(Photo labels and their boxes)
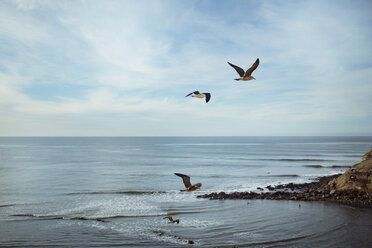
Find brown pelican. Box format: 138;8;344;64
227;59;260;81
163;216;180;224
174;173;201;192
185;91;211;102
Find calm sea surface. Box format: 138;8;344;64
0;137;372;247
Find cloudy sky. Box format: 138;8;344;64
0;0;372;136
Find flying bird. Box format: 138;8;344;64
174;173;201;192
185;91;211;102
163;216;180;224
227;59;260;81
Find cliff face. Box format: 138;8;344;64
328;149;372;200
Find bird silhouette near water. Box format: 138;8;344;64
174;173;202;192
185;91;211;102
163;216;180;224
227;59;260;81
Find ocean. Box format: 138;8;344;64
0;137;372;247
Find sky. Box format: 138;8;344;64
0;0;372;136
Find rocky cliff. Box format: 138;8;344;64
198;149;372;208
329;149;372;200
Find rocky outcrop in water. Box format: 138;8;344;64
198;149;372;208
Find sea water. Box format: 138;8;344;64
0;137;372;247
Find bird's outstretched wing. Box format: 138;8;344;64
227;62;244;77
185;91;200;97
244;59;260;77
174;173;191;188
203;93;211;102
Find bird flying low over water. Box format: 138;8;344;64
185;91;211;102
227;59;260;81
163;216;180;224
174;173;201;192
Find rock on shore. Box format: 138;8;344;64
198;149;372;208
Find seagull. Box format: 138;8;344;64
174;173;201;192
227;59;260;81
163;216;180;224
185;91;211;102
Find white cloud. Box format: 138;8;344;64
0;1;372;135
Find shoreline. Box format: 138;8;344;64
197;174;372;208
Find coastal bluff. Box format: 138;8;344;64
198;149;372;208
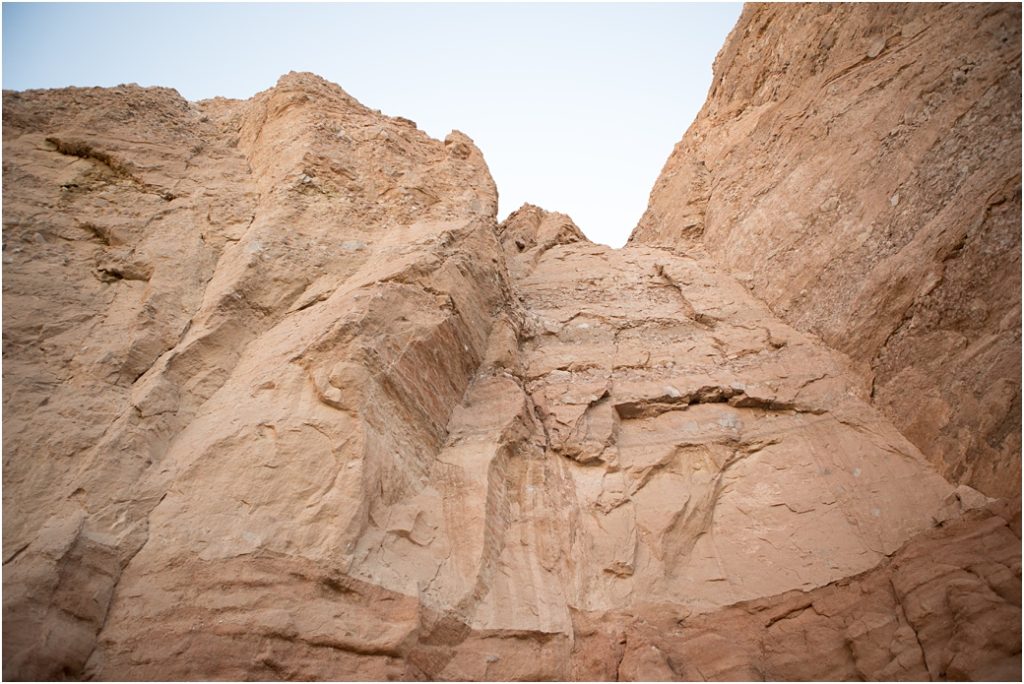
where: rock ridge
[3,21,1021,680]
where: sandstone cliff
[631,4,1021,496]
[3,5,1021,680]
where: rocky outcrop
[631,4,1021,497]
[3,25,1020,680]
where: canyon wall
[630,4,1021,496]
[3,3,1021,680]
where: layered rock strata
[3,46,1020,680]
[630,3,1021,497]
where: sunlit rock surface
[630,3,1021,497]
[3,5,1021,680]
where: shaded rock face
[3,36,1020,680]
[630,4,1021,496]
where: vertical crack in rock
[3,6,1020,680]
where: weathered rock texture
[630,4,1021,496]
[3,7,1021,680]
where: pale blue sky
[3,3,741,247]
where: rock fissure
[3,6,1020,680]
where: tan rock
[630,4,1021,497]
[3,31,1020,680]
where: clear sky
[3,3,740,247]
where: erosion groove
[3,6,1021,681]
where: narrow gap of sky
[3,3,741,247]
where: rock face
[631,4,1021,497]
[3,7,1021,680]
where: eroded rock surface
[3,61,1020,680]
[631,3,1021,497]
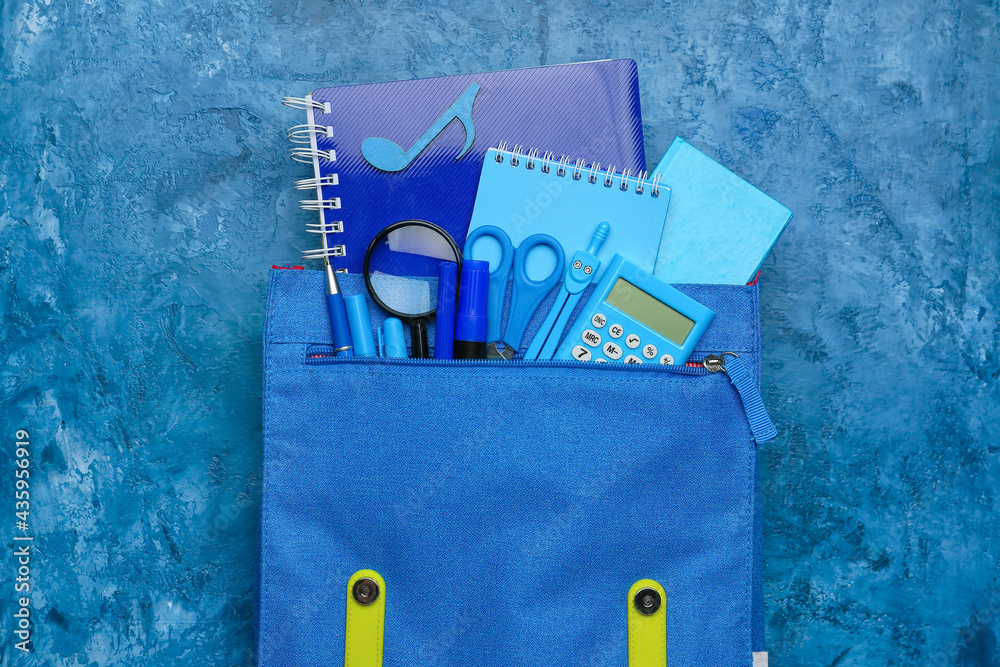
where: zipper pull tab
[702,352,778,445]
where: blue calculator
[553,255,715,365]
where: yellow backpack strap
[628,579,667,667]
[344,570,385,667]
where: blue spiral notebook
[285,60,646,272]
[469,146,670,281]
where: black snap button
[632,588,662,616]
[351,577,378,606]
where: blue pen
[324,258,354,357]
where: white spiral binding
[282,95,347,259]
[493,141,661,197]
[285,123,333,144]
[281,97,329,113]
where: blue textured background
[0,0,1000,667]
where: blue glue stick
[454,259,490,359]
[378,317,407,358]
[344,294,378,357]
[434,262,458,359]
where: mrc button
[580,329,601,347]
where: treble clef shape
[361,83,479,171]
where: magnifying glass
[364,220,462,359]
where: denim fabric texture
[258,270,763,667]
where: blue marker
[434,262,458,359]
[344,294,378,357]
[454,259,490,359]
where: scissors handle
[503,234,566,350]
[462,225,514,348]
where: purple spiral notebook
[285,60,646,272]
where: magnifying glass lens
[365,220,459,357]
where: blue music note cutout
[361,83,479,171]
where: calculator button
[580,329,601,347]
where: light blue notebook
[653,137,792,285]
[469,149,670,280]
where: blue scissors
[463,225,566,360]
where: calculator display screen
[605,278,694,347]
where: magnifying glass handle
[410,319,431,359]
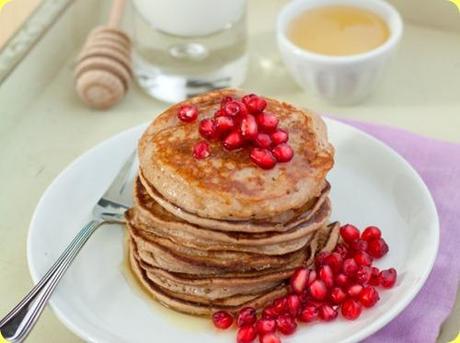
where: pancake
[139,89,334,221]
[129,226,305,274]
[134,170,330,233]
[129,223,339,316]
[126,183,331,255]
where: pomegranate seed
[324,252,343,273]
[193,141,211,160]
[271,129,289,145]
[222,100,248,117]
[355,266,372,285]
[353,251,372,266]
[212,311,233,330]
[262,305,278,319]
[318,304,338,322]
[287,294,301,317]
[347,284,363,298]
[214,116,235,136]
[177,105,198,123]
[236,325,257,343]
[249,148,276,169]
[359,286,380,307]
[256,112,278,132]
[369,267,380,286]
[361,226,382,241]
[315,251,329,268]
[340,224,359,243]
[309,280,327,300]
[334,243,348,259]
[350,239,368,251]
[334,273,349,287]
[379,268,398,288]
[299,289,310,305]
[236,307,257,328]
[199,119,216,139]
[319,264,334,288]
[290,267,309,294]
[367,238,389,258]
[343,258,359,276]
[241,94,267,114]
[254,133,272,149]
[330,287,347,305]
[272,143,294,162]
[276,314,297,335]
[297,305,318,323]
[255,318,276,336]
[342,299,362,320]
[273,297,288,316]
[220,96,233,107]
[223,131,244,150]
[240,114,257,140]
[259,333,281,343]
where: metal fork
[0,151,136,343]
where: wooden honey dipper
[74,0,132,109]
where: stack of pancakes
[126,90,338,315]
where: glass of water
[131,0,247,102]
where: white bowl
[276,0,403,104]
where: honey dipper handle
[107,0,126,27]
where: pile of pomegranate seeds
[212,224,397,343]
[177,94,294,169]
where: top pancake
[139,89,334,221]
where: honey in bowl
[287,6,390,56]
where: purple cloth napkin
[343,120,460,343]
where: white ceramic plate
[27,120,439,343]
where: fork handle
[0,220,104,343]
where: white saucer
[27,120,439,343]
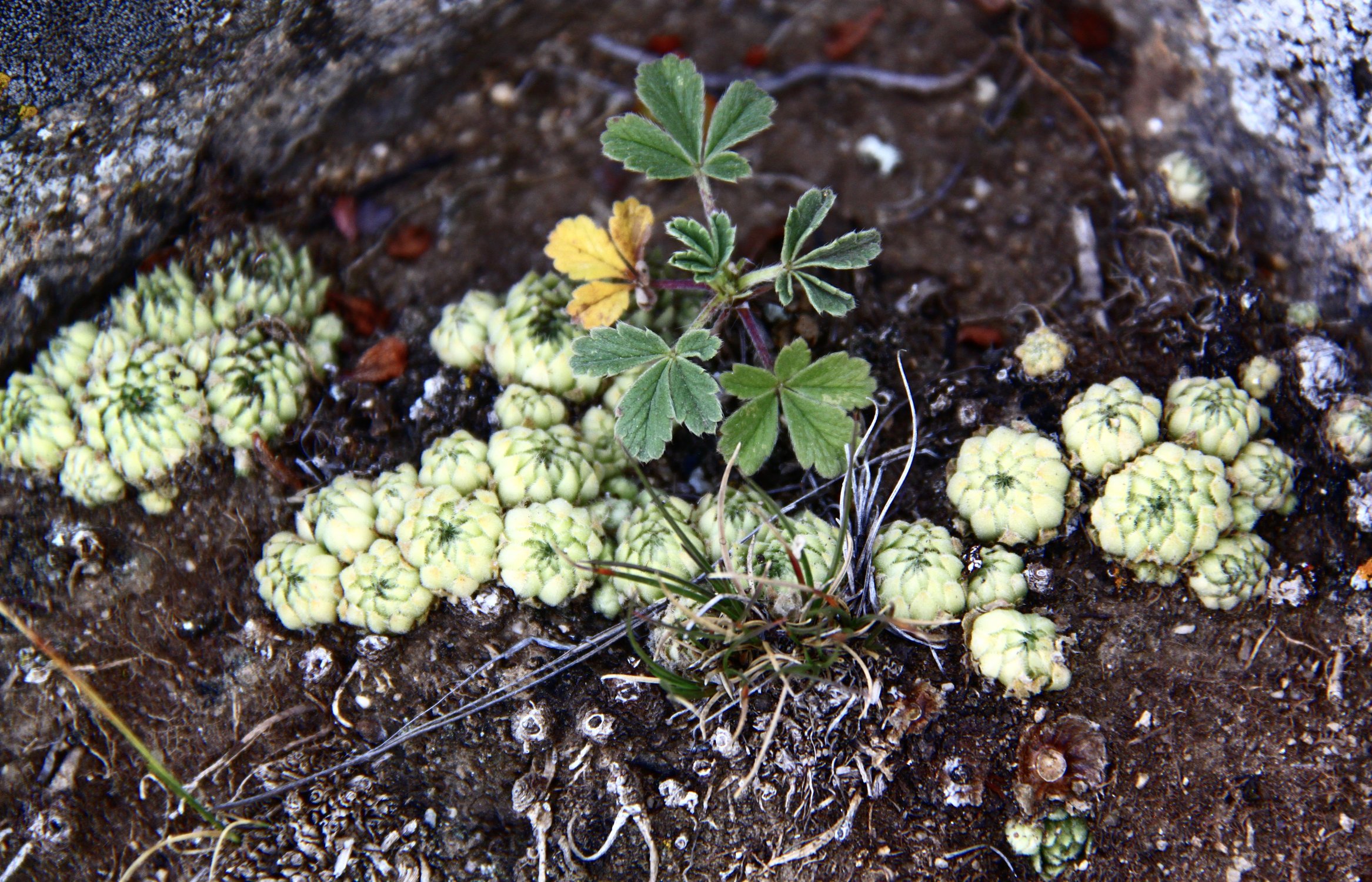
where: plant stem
[653,279,713,291]
[738,263,786,291]
[0,601,228,842]
[734,303,772,370]
[686,293,729,330]
[696,174,719,216]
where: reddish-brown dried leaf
[329,196,357,243]
[252,432,305,490]
[1015,713,1109,815]
[1067,7,1114,52]
[139,246,181,273]
[347,338,409,383]
[647,34,682,55]
[743,42,770,67]
[957,325,1006,350]
[386,223,433,260]
[824,7,886,62]
[325,288,391,338]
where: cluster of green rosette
[948,359,1298,620]
[0,230,343,514]
[255,273,862,634]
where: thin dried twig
[1010,18,1120,174]
[734,677,790,799]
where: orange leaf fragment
[824,7,886,62]
[386,223,433,260]
[347,338,410,383]
[324,288,391,338]
[647,34,682,55]
[957,325,1006,350]
[329,196,357,243]
[743,42,771,67]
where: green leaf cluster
[719,340,877,477]
[601,55,776,181]
[572,55,881,477]
[571,322,725,462]
[667,211,734,281]
[772,188,881,316]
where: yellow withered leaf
[543,198,653,328]
[543,214,634,281]
[609,196,653,268]
[567,280,634,330]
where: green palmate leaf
[796,348,877,410]
[667,211,734,281]
[571,322,725,462]
[772,189,881,316]
[780,390,853,477]
[719,395,780,475]
[571,322,672,377]
[792,272,857,316]
[719,340,877,477]
[719,362,789,398]
[676,328,720,361]
[601,114,696,181]
[615,361,672,462]
[634,55,705,165]
[780,186,837,266]
[700,149,753,184]
[659,358,725,436]
[775,338,812,382]
[705,79,776,161]
[601,55,776,181]
[792,229,881,269]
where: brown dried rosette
[1015,713,1107,815]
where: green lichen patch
[486,425,600,506]
[1324,395,1372,466]
[252,532,343,631]
[429,291,501,370]
[873,520,967,623]
[338,539,433,634]
[395,486,505,599]
[963,607,1071,698]
[1191,532,1272,609]
[0,373,77,473]
[497,499,605,606]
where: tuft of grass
[0,601,228,842]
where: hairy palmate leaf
[667,211,734,281]
[719,340,877,477]
[601,55,776,181]
[571,324,725,462]
[774,188,881,319]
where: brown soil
[0,3,1372,881]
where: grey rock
[0,0,583,376]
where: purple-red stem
[734,303,772,370]
[653,279,713,291]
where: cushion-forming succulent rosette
[948,427,1077,546]
[1091,442,1233,584]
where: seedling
[565,55,881,477]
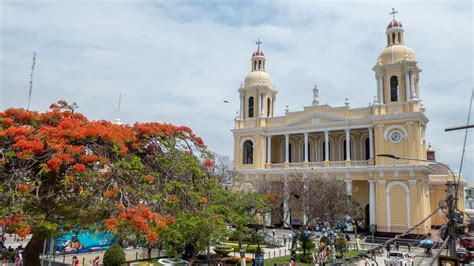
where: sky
[0,0,474,181]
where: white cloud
[0,1,474,181]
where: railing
[270,163,285,169]
[351,161,369,166]
[265,160,369,169]
[329,161,346,167]
[308,162,324,167]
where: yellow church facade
[232,16,464,234]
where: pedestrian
[386,244,391,257]
[72,256,79,266]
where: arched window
[301,141,311,162]
[243,140,253,164]
[390,76,398,102]
[249,97,253,117]
[288,143,293,163]
[365,138,370,160]
[342,140,352,160]
[323,141,331,161]
[267,97,270,117]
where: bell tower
[372,8,421,105]
[238,39,277,123]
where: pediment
[286,113,347,126]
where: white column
[283,174,291,228]
[304,133,308,162]
[344,180,352,196]
[346,128,351,161]
[303,173,308,225]
[267,136,272,163]
[377,76,384,104]
[239,95,244,119]
[385,191,392,232]
[369,127,374,159]
[405,71,411,102]
[255,94,262,117]
[324,130,329,161]
[410,72,417,99]
[368,180,376,225]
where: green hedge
[223,242,266,253]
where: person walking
[72,256,79,266]
[386,244,391,257]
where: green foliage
[300,234,316,254]
[334,234,349,256]
[319,236,331,246]
[214,245,234,256]
[102,244,126,266]
[296,254,313,263]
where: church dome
[379,44,416,65]
[244,71,272,88]
[252,49,265,56]
[387,19,403,30]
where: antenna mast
[119,93,122,114]
[26,52,36,110]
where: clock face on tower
[390,130,402,143]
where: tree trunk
[23,233,45,266]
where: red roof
[387,20,402,30]
[252,49,265,56]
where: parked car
[459,236,474,250]
[385,251,413,266]
[456,248,472,263]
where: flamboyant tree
[0,101,212,265]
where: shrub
[214,245,234,256]
[296,254,313,263]
[102,244,126,266]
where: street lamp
[377,154,459,256]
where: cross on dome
[389,7,398,20]
[387,7,402,30]
[252,38,265,56]
[255,38,263,51]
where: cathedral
[232,12,464,234]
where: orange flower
[204,159,214,168]
[15,225,31,238]
[144,175,154,182]
[73,163,86,172]
[199,196,209,204]
[105,218,118,231]
[146,231,158,242]
[64,175,75,183]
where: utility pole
[26,52,36,110]
[446,181,456,257]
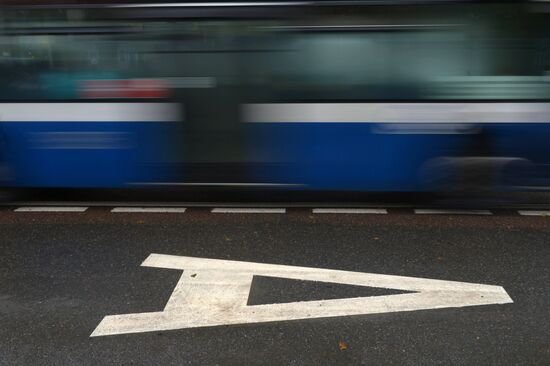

Do this:
Return every line of the records above that contains the string "dipper".

Expected output:
where: wooden honey dipper
where: honey dipper handle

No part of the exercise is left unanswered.